Stored data entries
= = =

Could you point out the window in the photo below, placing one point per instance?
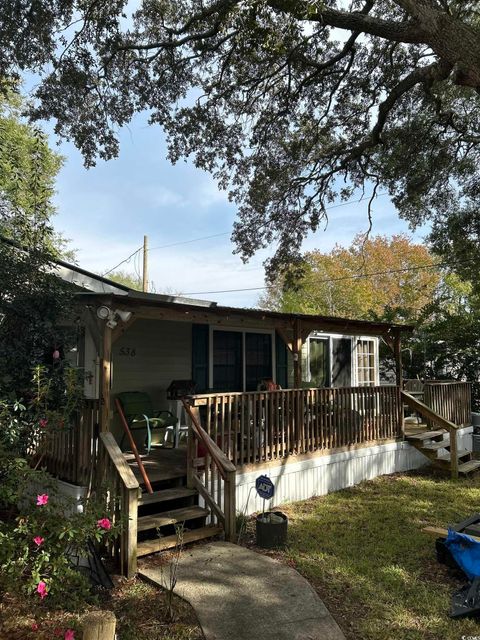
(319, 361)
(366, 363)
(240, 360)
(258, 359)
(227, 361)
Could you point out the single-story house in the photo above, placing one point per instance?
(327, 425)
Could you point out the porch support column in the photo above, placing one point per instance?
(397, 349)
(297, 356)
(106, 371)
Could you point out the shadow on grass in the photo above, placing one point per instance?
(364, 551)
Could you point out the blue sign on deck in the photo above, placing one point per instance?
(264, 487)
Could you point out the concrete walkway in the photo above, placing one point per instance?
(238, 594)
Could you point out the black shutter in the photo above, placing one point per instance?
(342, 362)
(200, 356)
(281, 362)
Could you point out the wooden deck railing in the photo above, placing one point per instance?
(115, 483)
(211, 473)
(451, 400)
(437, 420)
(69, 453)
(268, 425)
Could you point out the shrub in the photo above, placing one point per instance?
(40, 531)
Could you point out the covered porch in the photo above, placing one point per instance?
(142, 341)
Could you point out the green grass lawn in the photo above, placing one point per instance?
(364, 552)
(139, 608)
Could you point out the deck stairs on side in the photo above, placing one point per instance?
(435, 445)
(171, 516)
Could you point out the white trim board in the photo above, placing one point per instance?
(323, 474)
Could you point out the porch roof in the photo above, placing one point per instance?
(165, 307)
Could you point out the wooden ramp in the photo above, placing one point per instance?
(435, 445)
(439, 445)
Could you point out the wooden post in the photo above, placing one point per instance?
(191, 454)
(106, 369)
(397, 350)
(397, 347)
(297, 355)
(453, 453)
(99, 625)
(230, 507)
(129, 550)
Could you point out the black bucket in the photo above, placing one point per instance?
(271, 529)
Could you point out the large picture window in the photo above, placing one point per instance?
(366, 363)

= = =

● REQUIREMENT: The answer consists of the line holding "Could you point out the white" and every line after it up to the end of the records, word for word.

● WRITTEN RESPONSE:
Could you point out the white trim board in the photo above, placing one point per instance?
(323, 474)
Could you point out the porch roof in the photo above, placing one point per instance?
(165, 307)
Could you point out the wooden ramp in the photo above, placing one point per instance?
(435, 445)
(439, 445)
Could you point out the wooden post in the photo above, placing one point per instance?
(191, 454)
(106, 369)
(397, 350)
(397, 347)
(297, 355)
(453, 453)
(99, 625)
(230, 507)
(129, 550)
Could you point out the black bucket in the photo above, placing one point per instance?
(271, 529)
Could you point out the large picture window in the photo above, placing one point per instance?
(366, 363)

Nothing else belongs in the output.